[BEGIN RECORDS SUPPLIED]

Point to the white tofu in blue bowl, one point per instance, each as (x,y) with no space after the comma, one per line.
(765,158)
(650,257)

[END RECORDS SUPPLIED]
[BEGIN RECORDS SUPPLIED]

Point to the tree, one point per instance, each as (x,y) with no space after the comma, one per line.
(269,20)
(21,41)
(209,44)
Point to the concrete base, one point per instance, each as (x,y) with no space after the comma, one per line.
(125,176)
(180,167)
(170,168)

[END RECORDS SUPPLIED]
[BEGIN RECORDS SUPPLIED]

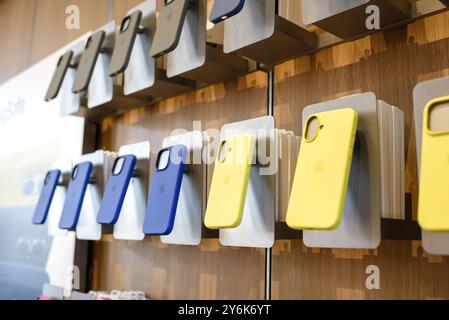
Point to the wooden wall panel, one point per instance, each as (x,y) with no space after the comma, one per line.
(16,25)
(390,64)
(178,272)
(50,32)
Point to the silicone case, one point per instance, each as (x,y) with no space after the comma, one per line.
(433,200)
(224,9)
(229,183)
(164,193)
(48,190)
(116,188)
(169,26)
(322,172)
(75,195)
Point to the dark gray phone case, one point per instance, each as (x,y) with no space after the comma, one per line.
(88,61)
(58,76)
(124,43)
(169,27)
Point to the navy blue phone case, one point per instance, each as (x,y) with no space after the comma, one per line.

[END RECORDS SUPPLIED]

WHAT YOU NEED TO DO | Copy the records above exactly, from the line with "Point to the wooden" to the line with "Point to the navy", including both of those lines.

RESPONSE |
Point to the wooden wall panel, one point per instance, each as (x,y) with no space after the comma, one per line.
(16,25)
(390,64)
(178,272)
(50,32)
Point to the silicone case, one point per instance, each as (x,y) with no space after the comma, one per line.
(433,200)
(224,9)
(229,183)
(164,193)
(48,190)
(116,188)
(169,26)
(322,172)
(75,195)
Point to the dark gray phone case, one point per instance, each as (x,y) with no space after the comma, one per line.
(88,61)
(58,76)
(124,43)
(169,27)
Point to the navy blue phone case, one point per instance, each as (x,y) with no space after the comma, one per line.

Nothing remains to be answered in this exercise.